-- begin Supplied records --
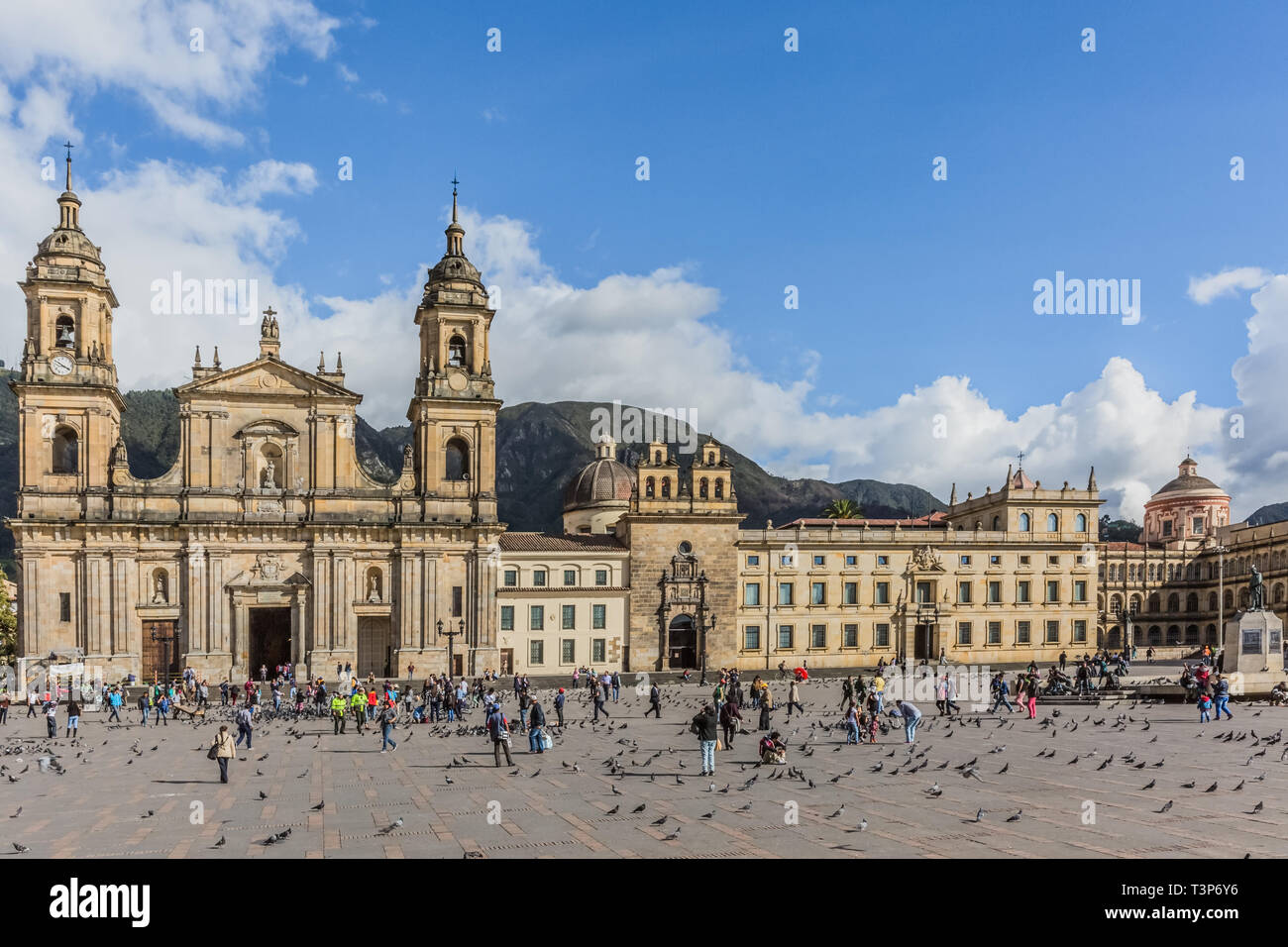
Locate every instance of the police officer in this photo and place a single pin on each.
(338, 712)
-- end Supplied records --
-- begin Supplied records --
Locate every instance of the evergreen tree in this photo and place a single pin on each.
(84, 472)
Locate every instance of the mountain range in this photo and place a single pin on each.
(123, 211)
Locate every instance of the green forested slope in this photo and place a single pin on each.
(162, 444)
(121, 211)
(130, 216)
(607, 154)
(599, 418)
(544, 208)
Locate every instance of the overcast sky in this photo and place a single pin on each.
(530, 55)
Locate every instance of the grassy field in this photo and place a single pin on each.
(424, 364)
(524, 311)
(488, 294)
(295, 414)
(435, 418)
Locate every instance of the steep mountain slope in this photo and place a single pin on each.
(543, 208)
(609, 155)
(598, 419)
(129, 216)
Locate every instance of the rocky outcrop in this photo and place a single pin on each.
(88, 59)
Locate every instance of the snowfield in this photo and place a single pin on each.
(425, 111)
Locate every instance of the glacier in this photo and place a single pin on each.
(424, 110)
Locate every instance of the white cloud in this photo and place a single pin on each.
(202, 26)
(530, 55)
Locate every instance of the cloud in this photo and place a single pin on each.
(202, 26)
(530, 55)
-- end Supplied records --
__Short task__:
Gather each line of the records containing the word "photo", and copy those lines out.

__Answer to this task__:
Locate every instance of the police officer in this photo and place a single pin on each.
Locate every instance of the evergreen tree in this photo and place a single pin on each.
Locate every instance of the mountain range in this photo and place a single pin on each.
Locate every instance of the green forested slope in this photo and place a single pin on each.
Locate every instance of the overcast sky in this photo and place a single pin on each.
Locate every instance of the grassy field in this photo and place a single pin on each.
Locate every instance of the steep mountain slope in this photo and place a single pin on each.
Locate every instance of the rocky outcrop in this photo and place a single pin on each.
Locate every instance of the snowfield in this photo and place a single pin on each.
Locate every instance of the glacier in this photo and place a single pin on each.
Locate every instance of the white cloud in this photo and place a single pin on each.
Locate every instance of the cloud in this photo and place a single pin on each.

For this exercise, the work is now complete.